*** Data provided ***

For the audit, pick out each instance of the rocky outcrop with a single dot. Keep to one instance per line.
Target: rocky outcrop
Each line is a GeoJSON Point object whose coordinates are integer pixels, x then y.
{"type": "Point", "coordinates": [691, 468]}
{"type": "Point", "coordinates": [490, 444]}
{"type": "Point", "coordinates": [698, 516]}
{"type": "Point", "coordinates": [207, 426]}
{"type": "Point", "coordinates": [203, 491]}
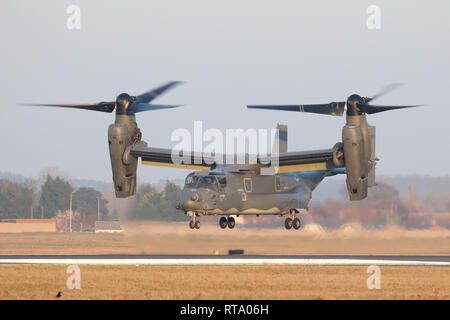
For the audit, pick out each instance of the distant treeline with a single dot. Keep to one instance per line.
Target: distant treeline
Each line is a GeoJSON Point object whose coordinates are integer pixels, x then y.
{"type": "Point", "coordinates": [22, 200]}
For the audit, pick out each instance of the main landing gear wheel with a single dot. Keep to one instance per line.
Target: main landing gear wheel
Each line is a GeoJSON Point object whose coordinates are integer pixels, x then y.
{"type": "Point", "coordinates": [223, 222]}
{"type": "Point", "coordinates": [296, 223]}
{"type": "Point", "coordinates": [231, 222]}
{"type": "Point", "coordinates": [288, 223]}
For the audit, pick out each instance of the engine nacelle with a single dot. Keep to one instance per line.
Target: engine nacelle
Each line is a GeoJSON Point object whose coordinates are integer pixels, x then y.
{"type": "Point", "coordinates": [355, 161]}
{"type": "Point", "coordinates": [121, 135]}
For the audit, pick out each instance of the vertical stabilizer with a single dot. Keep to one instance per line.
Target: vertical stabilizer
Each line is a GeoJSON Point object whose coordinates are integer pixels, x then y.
{"type": "Point", "coordinates": [280, 139]}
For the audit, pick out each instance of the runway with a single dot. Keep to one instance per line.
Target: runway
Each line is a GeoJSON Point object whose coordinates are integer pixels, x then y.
{"type": "Point", "coordinates": [161, 260]}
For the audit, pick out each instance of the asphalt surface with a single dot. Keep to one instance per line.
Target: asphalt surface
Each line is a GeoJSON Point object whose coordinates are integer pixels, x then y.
{"type": "Point", "coordinates": [234, 259]}
{"type": "Point", "coordinates": [231, 256]}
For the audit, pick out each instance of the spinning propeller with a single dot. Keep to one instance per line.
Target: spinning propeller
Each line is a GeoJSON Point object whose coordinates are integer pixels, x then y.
{"type": "Point", "coordinates": [355, 105]}
{"type": "Point", "coordinates": [124, 104]}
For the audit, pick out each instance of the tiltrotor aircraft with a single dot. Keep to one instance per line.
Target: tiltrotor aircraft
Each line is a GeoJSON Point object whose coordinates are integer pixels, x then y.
{"type": "Point", "coordinates": [232, 190]}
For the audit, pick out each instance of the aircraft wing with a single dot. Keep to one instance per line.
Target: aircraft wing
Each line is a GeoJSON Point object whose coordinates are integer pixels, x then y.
{"type": "Point", "coordinates": [285, 162]}
{"type": "Point", "coordinates": [163, 157]}
{"type": "Point", "coordinates": [301, 161]}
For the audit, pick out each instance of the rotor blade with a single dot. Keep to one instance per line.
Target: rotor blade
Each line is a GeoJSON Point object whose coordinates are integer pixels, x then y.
{"type": "Point", "coordinates": [333, 108]}
{"type": "Point", "coordinates": [370, 109]}
{"type": "Point", "coordinates": [385, 90]}
{"type": "Point", "coordinates": [152, 94]}
{"type": "Point", "coordinates": [140, 107]}
{"type": "Point", "coordinates": [101, 106]}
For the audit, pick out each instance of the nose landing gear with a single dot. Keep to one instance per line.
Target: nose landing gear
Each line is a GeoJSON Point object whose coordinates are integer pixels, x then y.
{"type": "Point", "coordinates": [293, 222]}
{"type": "Point", "coordinates": [224, 222]}
{"type": "Point", "coordinates": [194, 223]}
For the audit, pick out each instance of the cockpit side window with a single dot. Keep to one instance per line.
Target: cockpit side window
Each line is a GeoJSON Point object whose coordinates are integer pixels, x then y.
{"type": "Point", "coordinates": [191, 182]}
{"type": "Point", "coordinates": [223, 184]}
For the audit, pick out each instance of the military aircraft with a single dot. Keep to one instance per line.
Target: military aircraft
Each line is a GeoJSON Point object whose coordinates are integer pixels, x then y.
{"type": "Point", "coordinates": [228, 190]}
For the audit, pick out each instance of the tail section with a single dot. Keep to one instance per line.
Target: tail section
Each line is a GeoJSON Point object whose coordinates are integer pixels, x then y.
{"type": "Point", "coordinates": [280, 143]}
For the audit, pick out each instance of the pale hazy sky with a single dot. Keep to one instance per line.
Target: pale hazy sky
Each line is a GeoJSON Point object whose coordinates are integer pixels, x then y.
{"type": "Point", "coordinates": [230, 53]}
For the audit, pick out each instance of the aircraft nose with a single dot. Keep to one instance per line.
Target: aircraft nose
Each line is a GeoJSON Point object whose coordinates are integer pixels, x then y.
{"type": "Point", "coordinates": [190, 201]}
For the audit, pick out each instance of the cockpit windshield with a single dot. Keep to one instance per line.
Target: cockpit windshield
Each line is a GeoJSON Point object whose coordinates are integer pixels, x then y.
{"type": "Point", "coordinates": [191, 181]}
{"type": "Point", "coordinates": [209, 182]}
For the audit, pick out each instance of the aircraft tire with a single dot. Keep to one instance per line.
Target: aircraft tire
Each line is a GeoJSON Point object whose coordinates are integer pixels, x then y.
{"type": "Point", "coordinates": [296, 223]}
{"type": "Point", "coordinates": [223, 223]}
{"type": "Point", "coordinates": [288, 223]}
{"type": "Point", "coordinates": [231, 222]}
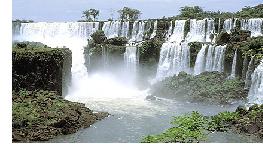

*** End of Data provided ***

■ What the exercise asks: Set down, unchanged, only those lines above that fall between the line with "For the audit, pick out each instance of the distant" and the line with "Target: engine nacelle", the two end lines included.

■ Task response:
For the audit, pick out each instance of the distant treeline with a single dot. Keep to one instance per line.
Target: distant treeline
Each line is a GeoJSON Point object whose coordinates are integer pixels, x then y.
{"type": "Point", "coordinates": [22, 200]}
For the audit, pick out each instance of the main landing gear wheel with a single dot. Keep to one instance per line.
Target: main landing gear wheel
Each line is a GeoJSON Point object whose coordinates are integer pixels, x then y.
{"type": "Point", "coordinates": [223, 222]}
{"type": "Point", "coordinates": [296, 223]}
{"type": "Point", "coordinates": [231, 222]}
{"type": "Point", "coordinates": [288, 223]}
For the audit, pick out each instance of the engine nacelle with a single dot. Keep to one instance per line.
Target: engine nacelle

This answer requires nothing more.